(Excerpts of labeled region data)
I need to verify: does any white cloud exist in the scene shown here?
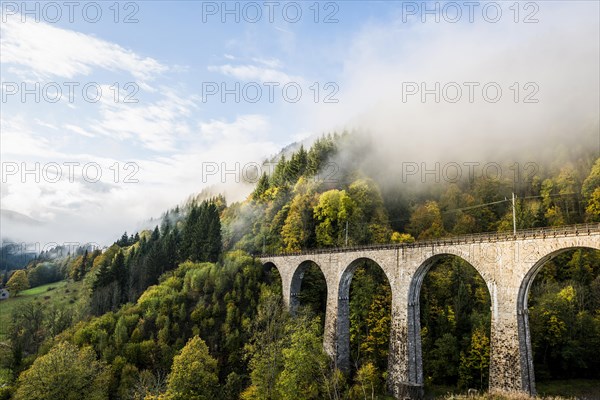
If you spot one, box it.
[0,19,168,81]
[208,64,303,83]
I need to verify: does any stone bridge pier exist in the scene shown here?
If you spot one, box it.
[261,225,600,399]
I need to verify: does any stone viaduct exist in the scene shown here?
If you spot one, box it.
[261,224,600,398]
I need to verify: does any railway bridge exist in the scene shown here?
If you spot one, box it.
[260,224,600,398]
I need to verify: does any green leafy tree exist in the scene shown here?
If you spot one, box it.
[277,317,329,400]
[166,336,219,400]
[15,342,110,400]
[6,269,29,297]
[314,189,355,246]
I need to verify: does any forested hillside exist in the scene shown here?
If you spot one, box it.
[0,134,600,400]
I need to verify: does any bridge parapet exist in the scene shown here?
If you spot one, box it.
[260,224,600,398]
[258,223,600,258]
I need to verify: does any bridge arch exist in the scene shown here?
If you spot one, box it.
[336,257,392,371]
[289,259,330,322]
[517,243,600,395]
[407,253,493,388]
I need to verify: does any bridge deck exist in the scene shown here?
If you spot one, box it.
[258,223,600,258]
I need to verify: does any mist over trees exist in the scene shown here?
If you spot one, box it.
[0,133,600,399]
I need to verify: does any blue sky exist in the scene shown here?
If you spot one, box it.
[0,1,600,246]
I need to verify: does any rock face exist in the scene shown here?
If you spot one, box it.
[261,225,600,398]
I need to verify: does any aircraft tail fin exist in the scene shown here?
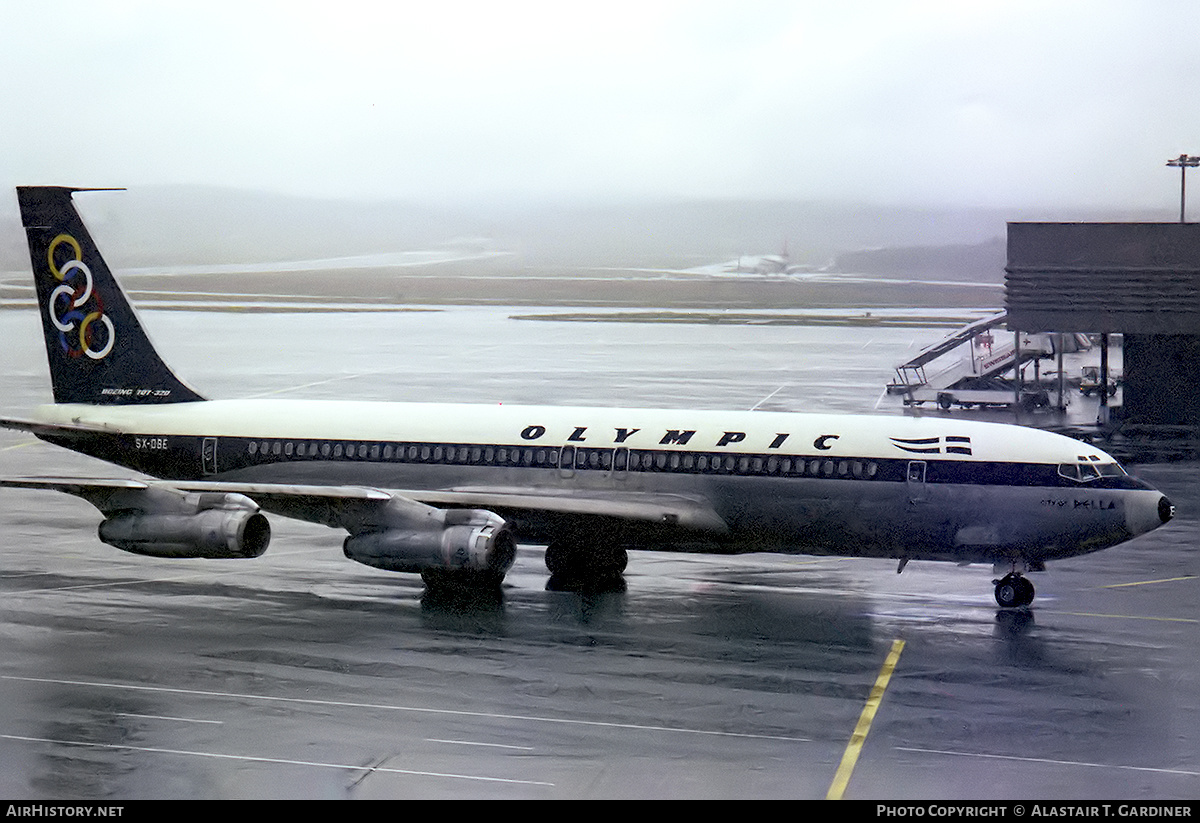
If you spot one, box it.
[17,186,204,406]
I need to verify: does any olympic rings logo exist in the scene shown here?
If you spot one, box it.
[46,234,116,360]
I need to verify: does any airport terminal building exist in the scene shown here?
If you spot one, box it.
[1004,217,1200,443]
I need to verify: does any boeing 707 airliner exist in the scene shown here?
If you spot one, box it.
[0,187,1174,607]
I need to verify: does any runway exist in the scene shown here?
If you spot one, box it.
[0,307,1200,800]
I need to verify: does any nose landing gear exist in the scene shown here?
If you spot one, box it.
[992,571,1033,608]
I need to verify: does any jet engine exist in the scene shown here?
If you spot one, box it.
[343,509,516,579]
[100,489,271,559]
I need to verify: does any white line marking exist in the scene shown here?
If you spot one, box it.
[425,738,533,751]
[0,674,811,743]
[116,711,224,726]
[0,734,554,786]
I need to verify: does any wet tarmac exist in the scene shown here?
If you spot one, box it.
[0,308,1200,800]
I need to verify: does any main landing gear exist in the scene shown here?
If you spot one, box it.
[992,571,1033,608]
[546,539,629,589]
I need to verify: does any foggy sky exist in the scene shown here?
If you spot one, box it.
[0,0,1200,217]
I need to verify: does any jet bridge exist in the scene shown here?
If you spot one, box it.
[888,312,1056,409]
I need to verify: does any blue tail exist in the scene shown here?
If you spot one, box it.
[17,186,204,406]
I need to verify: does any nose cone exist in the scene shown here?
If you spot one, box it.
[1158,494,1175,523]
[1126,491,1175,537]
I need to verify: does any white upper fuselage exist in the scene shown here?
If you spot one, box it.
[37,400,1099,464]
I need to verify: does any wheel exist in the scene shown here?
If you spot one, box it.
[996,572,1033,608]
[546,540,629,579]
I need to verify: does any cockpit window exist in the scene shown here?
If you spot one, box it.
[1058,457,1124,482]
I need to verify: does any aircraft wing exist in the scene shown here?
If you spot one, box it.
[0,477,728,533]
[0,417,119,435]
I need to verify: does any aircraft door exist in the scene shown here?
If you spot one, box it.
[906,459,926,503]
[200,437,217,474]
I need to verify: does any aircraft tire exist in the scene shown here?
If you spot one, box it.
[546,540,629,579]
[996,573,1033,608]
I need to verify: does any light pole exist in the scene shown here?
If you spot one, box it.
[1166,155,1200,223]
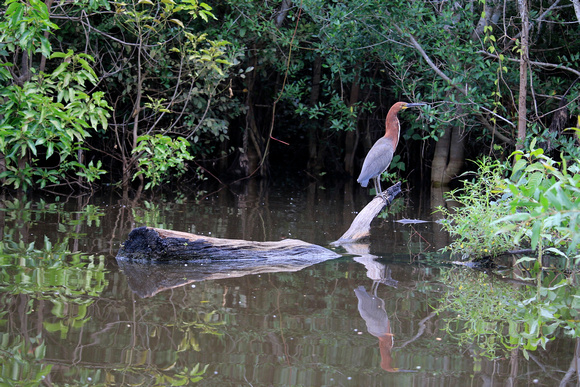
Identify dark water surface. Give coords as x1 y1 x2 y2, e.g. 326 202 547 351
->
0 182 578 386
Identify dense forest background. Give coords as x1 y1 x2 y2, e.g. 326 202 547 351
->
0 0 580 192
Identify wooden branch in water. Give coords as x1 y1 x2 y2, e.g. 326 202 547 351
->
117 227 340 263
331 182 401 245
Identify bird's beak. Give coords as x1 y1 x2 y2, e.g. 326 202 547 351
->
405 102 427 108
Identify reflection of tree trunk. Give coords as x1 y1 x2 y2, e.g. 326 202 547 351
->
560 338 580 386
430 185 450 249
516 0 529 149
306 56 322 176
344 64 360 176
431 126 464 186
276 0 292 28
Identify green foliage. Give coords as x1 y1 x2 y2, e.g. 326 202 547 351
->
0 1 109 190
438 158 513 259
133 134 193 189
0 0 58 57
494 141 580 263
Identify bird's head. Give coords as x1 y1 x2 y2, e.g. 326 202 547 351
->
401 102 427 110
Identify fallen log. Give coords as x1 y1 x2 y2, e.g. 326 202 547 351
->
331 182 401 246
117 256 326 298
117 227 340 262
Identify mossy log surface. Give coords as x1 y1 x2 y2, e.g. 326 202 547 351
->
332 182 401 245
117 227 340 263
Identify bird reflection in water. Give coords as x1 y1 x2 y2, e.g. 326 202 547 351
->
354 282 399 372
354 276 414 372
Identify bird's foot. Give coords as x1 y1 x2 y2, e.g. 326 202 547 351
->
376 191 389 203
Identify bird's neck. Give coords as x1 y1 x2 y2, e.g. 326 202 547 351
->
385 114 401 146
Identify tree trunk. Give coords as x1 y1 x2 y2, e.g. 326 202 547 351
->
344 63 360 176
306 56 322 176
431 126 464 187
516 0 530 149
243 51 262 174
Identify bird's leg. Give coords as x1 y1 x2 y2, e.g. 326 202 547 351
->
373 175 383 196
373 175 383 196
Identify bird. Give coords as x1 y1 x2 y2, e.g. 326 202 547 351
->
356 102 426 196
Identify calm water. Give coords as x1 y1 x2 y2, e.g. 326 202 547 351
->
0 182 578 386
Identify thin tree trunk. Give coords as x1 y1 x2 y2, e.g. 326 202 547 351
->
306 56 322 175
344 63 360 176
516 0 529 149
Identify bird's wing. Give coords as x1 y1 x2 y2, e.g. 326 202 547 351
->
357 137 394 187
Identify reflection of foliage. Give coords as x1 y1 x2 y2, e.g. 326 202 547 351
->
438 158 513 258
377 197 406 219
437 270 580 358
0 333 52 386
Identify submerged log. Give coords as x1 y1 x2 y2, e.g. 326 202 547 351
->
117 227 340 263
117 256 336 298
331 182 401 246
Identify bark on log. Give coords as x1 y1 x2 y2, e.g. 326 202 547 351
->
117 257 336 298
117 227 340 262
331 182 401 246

▶ **Aim of the exercise**
List every row above that contains the string "aircraft", copying each one in full. Case matters when matching.

▶ **Finished exercise**
I need to verify: does any aircraft tail fin exist in the scene shown here?
I need to verify: does any aircraft wing exist in the scene shown here?
I need to verify: does any aircraft door exist in the scene shown here?
I need to verify: does any aircraft tire exist in the scene shown here?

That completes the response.